**Consigne 1**
Résumez en trois phrases le texte cité, ce récit de captivité chez le Viet-minh.

Le premier repas, 200 grammes environ de soupe de riz sera d’ailleurs distribué en raison inverse de la hiérarchie, première humiliation. C’est ainsi que nous aurons droit à notre maigre ration deux heures après les autres, le tout étant versé dans 4 à 5 récipients de bambou fabriqués sur place pour 3 à 400 rationnaires !
La fin de I ‘après-midi se passe sur place. Le chef de bataillon est convoqué par un responsable et subit les premiers interrogatoires. D’autres officiers sont interrogés par d’autres cadres viet-minh. Personnellement j’ai été appelé par le chef infirmier viet qui porte pratiquement en permanence une gaze sur le nez et la bouche, signe distinctif de son état ou manifestation dérisoire de sa hantise de la prophylaxie et de la contagion ? Toujours est-il qu’il me donne pour mission de laver des pansements souillés de sang et de pus pour les récupérer, et ce en les lavant dans la rivière en usant de sable et d’eau uniquement. Je m’exécute. Quand la besogne est terminée je prends le paquet, le met en boule après un essorage succinct et le lance pratiquement à mon interlocuteur qui immédiatement me vilipende en me traitant de médecin colonialiste, pur produit du capitalisme, qui ne respecte pas le sang et la sueur des combattants du viet-minh, je devrai donc faire le soir même mon autocritique.

**Jeu de données**
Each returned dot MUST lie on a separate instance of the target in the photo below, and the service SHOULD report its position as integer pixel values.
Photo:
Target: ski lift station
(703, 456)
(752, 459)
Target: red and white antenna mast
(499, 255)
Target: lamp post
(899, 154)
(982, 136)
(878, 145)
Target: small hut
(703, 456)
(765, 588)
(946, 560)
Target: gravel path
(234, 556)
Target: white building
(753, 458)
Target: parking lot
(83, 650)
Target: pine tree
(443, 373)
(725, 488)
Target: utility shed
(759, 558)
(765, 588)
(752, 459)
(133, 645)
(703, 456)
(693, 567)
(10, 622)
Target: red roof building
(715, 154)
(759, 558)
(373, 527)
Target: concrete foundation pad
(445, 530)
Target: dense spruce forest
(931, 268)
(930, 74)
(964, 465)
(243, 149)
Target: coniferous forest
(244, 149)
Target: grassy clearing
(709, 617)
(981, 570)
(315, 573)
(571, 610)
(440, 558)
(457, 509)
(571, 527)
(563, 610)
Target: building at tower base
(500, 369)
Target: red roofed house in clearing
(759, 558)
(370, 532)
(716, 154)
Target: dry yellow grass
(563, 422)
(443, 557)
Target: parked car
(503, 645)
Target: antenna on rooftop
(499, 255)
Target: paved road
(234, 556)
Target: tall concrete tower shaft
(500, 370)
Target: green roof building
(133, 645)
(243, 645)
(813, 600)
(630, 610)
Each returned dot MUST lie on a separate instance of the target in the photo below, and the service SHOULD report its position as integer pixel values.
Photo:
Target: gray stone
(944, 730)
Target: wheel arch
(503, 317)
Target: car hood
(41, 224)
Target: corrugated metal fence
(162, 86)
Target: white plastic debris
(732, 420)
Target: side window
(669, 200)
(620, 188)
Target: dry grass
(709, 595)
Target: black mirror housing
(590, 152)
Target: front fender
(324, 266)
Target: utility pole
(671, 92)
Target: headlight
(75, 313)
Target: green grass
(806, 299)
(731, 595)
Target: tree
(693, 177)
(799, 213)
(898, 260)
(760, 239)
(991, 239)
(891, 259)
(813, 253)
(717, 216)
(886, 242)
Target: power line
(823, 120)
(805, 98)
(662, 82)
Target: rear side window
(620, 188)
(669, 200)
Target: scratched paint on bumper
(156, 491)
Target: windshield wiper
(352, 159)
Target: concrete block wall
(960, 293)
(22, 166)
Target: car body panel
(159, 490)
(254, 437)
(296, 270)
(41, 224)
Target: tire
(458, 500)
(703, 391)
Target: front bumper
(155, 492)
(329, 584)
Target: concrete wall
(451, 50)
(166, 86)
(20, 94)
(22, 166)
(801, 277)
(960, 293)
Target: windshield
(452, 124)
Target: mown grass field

**Consigne 2**
Disposez en tableau Markdown les lignes des enregistrements, depuis la ligne contenant « Target: car body panel » jusqu'à la fin des enregistrements, bornes incluses, sans les lignes vides. Utilisez deux colonnes : n pour le numéro de rang et Ligne pour la ligne elle-même.

**Résultat 1**
Le premier repas, environ 200 grammes de soupe de riz versés dans quelques récipients de bambou pour 3 à 400 rationnaires, est distribué en raison inverse de la hiérarchie, si bien que les officiers ne sont servis que deux heures après les autres. En fin d'après-midi, le chef de bataillon et d'autres officiers subissent leurs premiers interrogatoires, tandis que le chef infirmier viet-minh donne pour mission de laver dans la rivière, avec du sable et de l'eau seulement, des pansements souillés de sang et de pus. Le paquet, à peine essoré, lui est presque lancé, et il traite aussitôt la personne qui le lui a lancé de médecin colonialiste irrespectueux du sang et de la sueur des combattants, en exigeant une autocritique le soir même.

**Résultat 2**
| n | Ligne |
|---|---|
| 1 | Target: car body panel |
| 2 | (159, 490) |
| 3 | (254, 437) |
| 4 | (296, 270) |
| 5 | (41, 224) |
| 6 | Target: tire |
| 7 | (458, 500) |
| 8 | (703, 391) |
| 9 | Target: front bumper |
| 10 | (155, 492) |
| 11 | (329, 584) |
| 12 | Target: concrete wall |
| 13 | (451, 50) |
| 14 | (166, 86) |
| 15 | (20, 94) |
| 16 | (22, 166) |
| 17 | (801, 277) |
| 18 | (960, 293) |
| 19 | Target: windshield |
| 20 | (452, 124) |
| 21 | Target: mown grass field |